Among the entries below, find each line holding "chicken" and return it.
◇ ◇ ◇ ◇
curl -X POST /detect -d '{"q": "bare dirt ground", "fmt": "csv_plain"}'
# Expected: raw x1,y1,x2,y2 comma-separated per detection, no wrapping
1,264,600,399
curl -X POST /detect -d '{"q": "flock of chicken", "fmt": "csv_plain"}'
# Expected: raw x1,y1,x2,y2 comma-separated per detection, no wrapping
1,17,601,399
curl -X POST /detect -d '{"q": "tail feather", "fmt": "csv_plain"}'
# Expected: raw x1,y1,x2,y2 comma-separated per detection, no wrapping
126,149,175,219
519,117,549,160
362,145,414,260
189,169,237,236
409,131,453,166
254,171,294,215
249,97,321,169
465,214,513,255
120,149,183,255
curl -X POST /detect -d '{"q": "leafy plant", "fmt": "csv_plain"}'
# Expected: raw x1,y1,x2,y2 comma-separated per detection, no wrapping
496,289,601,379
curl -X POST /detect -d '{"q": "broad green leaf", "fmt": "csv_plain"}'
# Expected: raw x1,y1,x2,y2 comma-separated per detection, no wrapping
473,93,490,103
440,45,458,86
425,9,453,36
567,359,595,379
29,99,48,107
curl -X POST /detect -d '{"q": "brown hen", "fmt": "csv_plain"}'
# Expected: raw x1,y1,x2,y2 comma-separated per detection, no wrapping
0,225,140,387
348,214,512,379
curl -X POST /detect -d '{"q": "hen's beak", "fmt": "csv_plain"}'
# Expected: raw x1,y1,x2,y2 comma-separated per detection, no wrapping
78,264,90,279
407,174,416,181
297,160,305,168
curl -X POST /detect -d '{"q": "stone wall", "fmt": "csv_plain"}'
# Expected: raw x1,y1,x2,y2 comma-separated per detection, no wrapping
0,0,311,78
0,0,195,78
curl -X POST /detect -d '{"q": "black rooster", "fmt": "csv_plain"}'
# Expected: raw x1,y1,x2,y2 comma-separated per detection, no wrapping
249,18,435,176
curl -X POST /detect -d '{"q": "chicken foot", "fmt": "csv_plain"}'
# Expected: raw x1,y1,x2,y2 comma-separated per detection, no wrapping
◇ ◇ ◇ ◇
◆ **Result**
curl -X POST /detect -d '{"q": "flock of chicken", "fmt": "csv_plain"}'
curl -X POST /detect -d '{"q": "chicken foot", "fmt": "csv_plain"}'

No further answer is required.